- Data excerpts

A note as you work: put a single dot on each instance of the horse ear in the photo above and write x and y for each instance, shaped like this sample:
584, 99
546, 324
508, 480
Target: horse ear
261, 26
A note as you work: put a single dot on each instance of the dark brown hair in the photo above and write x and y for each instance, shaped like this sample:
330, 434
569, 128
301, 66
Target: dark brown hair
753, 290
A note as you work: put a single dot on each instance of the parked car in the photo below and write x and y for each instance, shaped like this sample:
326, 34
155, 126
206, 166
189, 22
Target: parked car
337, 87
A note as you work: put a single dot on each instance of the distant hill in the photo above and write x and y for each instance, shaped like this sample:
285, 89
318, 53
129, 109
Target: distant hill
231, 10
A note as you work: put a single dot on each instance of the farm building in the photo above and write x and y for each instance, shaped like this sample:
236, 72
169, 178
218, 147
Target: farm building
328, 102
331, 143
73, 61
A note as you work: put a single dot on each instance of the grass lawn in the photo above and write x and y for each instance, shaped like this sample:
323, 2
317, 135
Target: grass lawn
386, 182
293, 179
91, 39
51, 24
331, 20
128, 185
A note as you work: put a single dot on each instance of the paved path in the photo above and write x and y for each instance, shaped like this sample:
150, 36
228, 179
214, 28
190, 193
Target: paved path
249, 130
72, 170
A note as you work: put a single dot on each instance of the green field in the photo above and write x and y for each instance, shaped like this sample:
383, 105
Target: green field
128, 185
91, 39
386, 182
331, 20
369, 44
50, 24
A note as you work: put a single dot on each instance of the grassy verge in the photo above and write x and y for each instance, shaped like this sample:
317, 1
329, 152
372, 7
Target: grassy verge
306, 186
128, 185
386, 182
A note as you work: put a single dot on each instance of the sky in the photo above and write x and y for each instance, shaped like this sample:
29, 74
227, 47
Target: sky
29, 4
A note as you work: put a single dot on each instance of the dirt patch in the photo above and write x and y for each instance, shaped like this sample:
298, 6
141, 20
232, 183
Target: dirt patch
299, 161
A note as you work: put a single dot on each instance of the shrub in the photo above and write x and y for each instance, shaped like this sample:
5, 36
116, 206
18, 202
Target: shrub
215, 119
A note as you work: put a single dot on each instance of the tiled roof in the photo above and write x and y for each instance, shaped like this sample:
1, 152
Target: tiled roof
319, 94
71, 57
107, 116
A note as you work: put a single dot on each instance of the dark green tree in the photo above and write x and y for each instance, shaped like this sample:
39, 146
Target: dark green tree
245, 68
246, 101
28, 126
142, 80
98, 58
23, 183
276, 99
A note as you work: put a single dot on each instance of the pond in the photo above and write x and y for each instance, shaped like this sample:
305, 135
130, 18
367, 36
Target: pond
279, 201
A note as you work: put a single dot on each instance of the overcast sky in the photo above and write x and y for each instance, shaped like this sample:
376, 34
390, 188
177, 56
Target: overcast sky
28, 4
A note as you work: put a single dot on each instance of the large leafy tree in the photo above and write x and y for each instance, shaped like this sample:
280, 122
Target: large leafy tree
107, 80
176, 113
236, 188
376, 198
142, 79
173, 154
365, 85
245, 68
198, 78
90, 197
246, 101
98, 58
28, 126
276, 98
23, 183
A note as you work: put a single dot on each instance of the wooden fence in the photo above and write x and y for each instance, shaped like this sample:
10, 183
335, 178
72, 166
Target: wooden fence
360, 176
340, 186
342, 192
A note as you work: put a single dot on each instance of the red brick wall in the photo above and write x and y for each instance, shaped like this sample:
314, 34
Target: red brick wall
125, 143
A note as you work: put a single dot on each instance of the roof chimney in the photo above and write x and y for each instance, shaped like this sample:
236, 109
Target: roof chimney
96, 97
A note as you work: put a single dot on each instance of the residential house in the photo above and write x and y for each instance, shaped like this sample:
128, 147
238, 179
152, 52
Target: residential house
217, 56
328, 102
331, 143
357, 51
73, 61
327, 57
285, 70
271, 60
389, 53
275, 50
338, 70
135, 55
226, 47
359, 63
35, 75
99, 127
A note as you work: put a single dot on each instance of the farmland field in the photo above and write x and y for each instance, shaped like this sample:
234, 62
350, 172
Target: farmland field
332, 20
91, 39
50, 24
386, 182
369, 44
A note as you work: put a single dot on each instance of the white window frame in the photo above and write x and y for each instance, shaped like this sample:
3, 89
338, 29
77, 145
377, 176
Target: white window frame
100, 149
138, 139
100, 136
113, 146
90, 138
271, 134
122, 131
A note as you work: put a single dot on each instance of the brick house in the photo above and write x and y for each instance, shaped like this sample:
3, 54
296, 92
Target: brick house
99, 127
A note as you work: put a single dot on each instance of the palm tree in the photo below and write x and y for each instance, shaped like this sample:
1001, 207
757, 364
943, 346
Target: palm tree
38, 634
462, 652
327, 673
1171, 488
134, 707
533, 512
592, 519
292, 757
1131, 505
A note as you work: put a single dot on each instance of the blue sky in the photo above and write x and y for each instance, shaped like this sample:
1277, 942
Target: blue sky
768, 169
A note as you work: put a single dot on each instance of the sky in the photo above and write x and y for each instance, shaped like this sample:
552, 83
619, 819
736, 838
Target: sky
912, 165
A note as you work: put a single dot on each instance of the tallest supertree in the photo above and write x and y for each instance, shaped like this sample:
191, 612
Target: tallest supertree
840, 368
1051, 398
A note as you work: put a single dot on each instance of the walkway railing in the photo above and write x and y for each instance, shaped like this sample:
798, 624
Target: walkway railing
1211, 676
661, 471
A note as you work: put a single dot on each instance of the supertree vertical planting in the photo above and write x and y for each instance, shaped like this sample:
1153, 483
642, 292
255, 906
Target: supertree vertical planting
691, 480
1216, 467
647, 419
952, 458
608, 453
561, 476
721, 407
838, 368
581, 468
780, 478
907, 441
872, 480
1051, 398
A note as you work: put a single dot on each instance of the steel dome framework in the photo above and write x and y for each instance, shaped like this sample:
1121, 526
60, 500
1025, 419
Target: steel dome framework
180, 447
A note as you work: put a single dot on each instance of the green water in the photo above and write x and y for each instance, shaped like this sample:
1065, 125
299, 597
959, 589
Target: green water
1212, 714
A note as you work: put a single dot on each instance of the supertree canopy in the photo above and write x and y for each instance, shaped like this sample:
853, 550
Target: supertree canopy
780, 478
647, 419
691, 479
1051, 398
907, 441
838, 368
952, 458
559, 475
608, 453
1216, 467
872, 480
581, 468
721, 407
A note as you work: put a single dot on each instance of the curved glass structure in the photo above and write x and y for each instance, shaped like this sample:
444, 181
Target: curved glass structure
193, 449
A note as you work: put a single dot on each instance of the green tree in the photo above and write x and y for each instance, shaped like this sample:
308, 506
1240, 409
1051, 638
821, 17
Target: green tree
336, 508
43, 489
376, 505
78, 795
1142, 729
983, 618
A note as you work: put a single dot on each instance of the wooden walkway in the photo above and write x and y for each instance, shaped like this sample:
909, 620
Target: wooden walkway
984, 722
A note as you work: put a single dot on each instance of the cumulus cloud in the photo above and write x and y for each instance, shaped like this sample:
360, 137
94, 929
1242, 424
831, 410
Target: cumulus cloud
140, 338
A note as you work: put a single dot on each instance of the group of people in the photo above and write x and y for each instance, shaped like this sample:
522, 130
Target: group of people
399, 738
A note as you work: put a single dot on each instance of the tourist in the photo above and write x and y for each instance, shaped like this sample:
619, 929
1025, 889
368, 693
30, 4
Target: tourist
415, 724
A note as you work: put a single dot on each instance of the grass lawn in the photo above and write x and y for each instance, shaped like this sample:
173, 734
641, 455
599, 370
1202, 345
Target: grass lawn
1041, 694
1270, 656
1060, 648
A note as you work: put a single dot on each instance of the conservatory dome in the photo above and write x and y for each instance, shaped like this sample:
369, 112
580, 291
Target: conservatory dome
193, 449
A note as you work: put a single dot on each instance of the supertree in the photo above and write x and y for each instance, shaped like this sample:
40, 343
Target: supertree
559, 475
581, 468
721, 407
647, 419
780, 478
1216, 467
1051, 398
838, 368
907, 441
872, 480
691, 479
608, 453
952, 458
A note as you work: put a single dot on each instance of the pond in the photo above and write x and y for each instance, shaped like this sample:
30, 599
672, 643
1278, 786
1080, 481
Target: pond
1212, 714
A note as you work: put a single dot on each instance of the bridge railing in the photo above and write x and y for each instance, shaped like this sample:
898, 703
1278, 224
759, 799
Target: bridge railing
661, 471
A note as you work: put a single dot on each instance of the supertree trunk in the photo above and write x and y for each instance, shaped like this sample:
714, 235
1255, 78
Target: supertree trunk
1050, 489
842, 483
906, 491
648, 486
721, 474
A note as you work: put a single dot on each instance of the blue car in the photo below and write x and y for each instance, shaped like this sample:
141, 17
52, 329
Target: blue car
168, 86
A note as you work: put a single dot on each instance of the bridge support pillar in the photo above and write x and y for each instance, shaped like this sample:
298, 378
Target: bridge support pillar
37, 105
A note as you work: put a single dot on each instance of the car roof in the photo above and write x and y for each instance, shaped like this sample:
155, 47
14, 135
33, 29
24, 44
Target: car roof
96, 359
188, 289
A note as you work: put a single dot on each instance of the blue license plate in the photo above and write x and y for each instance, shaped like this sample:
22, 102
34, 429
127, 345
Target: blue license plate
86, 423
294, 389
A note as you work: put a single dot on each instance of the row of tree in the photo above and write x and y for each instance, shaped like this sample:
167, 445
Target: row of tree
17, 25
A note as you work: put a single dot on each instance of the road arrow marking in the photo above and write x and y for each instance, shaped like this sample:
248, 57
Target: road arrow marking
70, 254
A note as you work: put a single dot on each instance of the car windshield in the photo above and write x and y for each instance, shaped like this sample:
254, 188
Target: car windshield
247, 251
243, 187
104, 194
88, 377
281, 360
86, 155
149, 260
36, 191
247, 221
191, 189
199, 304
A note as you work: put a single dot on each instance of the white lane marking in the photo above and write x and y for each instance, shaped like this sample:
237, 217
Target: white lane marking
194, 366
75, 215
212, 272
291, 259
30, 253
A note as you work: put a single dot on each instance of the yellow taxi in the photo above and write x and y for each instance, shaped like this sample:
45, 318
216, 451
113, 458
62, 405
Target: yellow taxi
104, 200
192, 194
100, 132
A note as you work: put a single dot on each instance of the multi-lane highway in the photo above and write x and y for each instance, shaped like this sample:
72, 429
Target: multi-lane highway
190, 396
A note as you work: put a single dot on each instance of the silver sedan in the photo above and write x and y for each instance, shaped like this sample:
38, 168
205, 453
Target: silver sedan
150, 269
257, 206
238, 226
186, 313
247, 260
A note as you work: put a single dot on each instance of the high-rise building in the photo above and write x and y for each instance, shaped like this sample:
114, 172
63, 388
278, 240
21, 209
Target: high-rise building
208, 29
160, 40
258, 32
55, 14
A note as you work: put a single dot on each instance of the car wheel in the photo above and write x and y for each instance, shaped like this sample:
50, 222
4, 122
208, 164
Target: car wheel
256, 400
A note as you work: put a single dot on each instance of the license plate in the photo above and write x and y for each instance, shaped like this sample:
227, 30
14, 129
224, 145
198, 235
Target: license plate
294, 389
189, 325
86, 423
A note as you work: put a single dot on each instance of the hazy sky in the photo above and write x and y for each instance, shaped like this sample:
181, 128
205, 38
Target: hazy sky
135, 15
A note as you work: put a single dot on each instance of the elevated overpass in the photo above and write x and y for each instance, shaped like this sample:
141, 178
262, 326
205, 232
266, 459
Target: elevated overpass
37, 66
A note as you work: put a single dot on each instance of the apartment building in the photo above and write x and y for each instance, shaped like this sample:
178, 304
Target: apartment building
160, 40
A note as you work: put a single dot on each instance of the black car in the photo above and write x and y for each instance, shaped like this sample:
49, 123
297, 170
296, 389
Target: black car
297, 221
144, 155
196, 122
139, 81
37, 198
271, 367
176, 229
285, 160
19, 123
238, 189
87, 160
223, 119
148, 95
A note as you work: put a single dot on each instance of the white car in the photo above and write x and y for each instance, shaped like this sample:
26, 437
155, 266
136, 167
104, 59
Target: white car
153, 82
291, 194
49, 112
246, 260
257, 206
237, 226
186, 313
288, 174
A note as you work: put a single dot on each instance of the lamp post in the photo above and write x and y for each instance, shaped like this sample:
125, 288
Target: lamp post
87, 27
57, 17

- About this task
Among the lines of the material, find those holding the word "below" and return them.

- Solution to the exercise
A note as you work: put a single dot on each instance of the parked car in the photo below and write x and y for each instance, shaped like this sample:
A note as you work: put a single dot on each instance of the palm tree in the photo below and write x and y for each instance, shaped like this sample:
A note as you work: put a single dot on each instance of the blue car in the photo below and write x and y for each instance, shaped like this sample:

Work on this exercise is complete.